— begin Input —

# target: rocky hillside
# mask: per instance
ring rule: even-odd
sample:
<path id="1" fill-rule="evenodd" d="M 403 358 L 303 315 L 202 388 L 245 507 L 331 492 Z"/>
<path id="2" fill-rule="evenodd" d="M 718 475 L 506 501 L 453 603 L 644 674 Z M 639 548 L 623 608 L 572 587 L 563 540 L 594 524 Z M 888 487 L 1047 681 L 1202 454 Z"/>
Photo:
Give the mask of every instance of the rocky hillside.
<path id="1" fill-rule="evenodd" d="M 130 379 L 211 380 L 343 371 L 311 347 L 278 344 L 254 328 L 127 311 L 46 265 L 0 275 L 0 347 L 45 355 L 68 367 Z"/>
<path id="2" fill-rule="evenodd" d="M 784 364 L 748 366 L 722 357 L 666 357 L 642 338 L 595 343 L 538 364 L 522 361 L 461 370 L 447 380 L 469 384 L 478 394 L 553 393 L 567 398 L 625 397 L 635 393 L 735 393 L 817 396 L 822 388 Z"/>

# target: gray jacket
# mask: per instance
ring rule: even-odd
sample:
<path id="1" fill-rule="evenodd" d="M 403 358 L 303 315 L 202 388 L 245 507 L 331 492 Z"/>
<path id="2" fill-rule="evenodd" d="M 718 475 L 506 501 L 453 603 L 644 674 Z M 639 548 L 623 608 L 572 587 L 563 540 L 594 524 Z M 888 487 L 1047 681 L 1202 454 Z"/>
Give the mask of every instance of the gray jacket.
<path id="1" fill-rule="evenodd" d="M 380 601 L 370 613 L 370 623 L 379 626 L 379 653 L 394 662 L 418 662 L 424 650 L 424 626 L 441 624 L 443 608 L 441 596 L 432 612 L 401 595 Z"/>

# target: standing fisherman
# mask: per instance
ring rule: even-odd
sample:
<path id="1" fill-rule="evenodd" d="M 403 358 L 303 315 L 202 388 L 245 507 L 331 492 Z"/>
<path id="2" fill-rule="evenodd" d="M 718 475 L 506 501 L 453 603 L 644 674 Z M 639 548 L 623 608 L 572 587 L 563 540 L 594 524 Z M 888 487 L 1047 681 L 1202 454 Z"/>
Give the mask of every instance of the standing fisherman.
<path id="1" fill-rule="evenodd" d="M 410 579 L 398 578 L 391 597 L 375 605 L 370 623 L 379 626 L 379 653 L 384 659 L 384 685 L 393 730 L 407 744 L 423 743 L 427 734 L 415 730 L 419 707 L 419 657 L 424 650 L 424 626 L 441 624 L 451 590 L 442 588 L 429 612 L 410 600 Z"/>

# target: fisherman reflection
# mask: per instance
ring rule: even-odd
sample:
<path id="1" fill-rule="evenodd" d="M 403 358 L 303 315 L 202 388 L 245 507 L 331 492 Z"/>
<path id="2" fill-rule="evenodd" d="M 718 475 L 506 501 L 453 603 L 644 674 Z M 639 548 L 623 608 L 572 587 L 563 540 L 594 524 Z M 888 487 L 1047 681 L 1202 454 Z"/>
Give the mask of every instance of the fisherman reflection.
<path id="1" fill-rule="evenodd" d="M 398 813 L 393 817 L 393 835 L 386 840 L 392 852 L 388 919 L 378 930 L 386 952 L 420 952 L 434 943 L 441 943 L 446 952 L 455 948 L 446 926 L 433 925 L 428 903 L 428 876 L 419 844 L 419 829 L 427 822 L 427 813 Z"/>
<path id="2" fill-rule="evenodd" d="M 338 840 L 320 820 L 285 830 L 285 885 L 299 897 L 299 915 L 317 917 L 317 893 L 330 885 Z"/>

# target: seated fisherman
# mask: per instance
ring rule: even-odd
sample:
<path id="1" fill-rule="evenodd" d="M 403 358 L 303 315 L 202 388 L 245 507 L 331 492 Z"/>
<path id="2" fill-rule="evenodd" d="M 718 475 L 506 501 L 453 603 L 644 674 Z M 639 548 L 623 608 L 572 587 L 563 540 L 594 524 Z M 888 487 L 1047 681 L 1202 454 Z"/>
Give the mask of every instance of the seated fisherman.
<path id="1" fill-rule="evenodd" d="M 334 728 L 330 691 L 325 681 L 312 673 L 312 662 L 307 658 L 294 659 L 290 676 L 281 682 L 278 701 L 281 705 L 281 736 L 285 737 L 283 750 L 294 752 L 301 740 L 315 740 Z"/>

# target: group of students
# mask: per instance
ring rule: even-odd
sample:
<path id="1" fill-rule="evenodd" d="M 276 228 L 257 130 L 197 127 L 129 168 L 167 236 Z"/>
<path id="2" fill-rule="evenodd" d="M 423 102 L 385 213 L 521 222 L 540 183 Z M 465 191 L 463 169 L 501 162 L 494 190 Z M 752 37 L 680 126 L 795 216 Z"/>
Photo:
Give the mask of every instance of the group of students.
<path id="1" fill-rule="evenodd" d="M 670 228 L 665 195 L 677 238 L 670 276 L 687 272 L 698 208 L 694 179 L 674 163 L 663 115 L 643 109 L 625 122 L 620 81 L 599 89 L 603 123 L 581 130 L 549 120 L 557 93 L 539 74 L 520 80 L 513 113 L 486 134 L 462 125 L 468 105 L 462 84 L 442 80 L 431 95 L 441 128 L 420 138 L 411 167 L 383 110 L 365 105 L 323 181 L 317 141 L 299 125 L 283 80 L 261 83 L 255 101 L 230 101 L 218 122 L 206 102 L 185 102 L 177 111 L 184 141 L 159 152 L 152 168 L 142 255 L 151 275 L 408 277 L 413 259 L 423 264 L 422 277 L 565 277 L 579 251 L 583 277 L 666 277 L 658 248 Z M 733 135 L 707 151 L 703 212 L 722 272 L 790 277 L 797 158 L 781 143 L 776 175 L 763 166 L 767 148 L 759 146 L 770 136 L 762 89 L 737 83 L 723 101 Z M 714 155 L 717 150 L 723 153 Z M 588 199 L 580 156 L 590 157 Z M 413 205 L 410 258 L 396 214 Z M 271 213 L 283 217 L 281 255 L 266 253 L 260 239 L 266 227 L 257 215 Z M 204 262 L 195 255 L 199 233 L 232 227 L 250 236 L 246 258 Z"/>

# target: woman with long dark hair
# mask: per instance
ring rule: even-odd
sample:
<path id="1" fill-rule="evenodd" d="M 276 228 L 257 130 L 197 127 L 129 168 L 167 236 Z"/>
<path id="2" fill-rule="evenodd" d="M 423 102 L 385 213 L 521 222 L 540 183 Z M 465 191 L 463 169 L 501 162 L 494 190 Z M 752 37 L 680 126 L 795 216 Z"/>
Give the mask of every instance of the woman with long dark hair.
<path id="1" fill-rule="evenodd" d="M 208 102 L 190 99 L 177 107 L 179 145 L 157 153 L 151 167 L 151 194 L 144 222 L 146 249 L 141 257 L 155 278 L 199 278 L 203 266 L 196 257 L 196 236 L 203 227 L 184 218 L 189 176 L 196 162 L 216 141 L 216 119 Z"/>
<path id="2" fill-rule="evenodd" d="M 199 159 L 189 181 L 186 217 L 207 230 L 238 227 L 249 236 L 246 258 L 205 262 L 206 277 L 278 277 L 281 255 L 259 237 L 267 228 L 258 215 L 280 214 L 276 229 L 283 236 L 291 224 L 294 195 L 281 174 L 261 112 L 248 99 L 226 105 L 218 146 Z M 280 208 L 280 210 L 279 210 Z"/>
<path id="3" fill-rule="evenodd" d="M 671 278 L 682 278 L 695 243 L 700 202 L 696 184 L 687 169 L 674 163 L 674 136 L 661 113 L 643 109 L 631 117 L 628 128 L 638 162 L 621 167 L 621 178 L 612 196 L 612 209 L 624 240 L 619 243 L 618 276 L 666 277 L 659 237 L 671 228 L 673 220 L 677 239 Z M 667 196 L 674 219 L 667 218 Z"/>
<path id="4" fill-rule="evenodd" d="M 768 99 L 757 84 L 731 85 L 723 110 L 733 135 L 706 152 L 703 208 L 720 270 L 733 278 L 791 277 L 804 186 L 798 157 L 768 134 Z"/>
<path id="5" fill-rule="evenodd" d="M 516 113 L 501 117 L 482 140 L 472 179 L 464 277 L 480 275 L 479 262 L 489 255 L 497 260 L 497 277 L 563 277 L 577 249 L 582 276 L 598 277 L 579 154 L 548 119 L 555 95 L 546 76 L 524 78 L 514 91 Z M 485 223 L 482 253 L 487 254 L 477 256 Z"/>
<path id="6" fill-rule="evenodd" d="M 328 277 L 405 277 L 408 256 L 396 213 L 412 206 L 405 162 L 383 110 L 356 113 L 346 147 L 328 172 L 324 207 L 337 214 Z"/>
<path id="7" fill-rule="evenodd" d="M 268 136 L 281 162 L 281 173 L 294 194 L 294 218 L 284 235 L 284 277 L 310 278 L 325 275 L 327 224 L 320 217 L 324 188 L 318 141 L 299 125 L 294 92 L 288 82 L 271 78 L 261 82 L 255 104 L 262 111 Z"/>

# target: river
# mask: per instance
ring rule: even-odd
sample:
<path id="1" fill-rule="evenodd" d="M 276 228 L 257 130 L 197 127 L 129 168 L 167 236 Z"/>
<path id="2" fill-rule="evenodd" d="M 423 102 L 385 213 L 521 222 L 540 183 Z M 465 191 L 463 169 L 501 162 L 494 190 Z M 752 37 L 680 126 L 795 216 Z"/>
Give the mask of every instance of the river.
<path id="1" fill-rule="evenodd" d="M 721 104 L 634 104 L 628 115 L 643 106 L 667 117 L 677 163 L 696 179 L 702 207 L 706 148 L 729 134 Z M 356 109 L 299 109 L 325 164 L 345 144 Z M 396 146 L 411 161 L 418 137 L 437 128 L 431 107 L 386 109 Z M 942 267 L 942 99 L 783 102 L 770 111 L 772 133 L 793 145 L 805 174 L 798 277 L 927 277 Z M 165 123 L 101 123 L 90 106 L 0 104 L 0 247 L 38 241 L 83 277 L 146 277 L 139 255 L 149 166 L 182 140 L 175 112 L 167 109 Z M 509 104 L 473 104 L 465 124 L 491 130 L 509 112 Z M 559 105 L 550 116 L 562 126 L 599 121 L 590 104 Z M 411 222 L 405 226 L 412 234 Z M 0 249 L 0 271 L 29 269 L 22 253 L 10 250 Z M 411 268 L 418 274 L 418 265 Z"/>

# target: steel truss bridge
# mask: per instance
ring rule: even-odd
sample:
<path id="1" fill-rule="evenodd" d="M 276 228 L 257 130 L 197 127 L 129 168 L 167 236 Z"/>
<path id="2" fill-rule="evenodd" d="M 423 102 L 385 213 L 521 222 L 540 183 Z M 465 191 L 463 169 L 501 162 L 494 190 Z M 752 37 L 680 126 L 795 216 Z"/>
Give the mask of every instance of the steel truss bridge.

— end Input —

» **Task statement**
Reproduce only the lines from the one containing "# target: gray jacket" through the one containing "410 579 L 398", inclusive, swapping "instance" for "object" and leaving everything else unchanged.

» **Response to the task**
# target: gray jacket
# mask: per object
ring rule: even-odd
sample:
<path id="1" fill-rule="evenodd" d="M 403 358 L 303 315 L 202 388 L 245 507 L 331 492 Z"/>
<path id="2" fill-rule="evenodd" d="M 718 475 L 506 501 L 453 603 L 644 674 Z M 639 548 L 623 608 L 572 587 L 563 540 L 594 524 Z M 888 487 L 1047 681 L 1202 454 Z"/>
Give the mask of every object of the gray jacket.
<path id="1" fill-rule="evenodd" d="M 380 601 L 370 613 L 370 623 L 379 626 L 379 653 L 394 662 L 418 662 L 424 650 L 424 626 L 441 624 L 443 608 L 441 596 L 432 612 L 401 595 Z"/>

# target: standing fisherman
# mask: per object
ring rule: even-odd
sample:
<path id="1" fill-rule="evenodd" d="M 403 358 L 303 315 L 202 388 L 245 507 L 331 492 Z"/>
<path id="2" fill-rule="evenodd" d="M 718 475 L 506 501 L 453 603 L 644 674 Z M 639 548 L 623 608 L 572 587 L 563 540 L 594 524 Z M 888 487 L 1047 681 L 1202 454 Z"/>
Give the mask of every object of the standing fisherman.
<path id="1" fill-rule="evenodd" d="M 410 579 L 398 578 L 391 597 L 375 605 L 370 623 L 379 626 L 379 653 L 384 659 L 384 685 L 393 730 L 407 744 L 423 743 L 427 734 L 415 730 L 419 707 L 419 657 L 424 650 L 424 626 L 441 624 L 451 590 L 442 588 L 429 612 L 410 600 Z"/>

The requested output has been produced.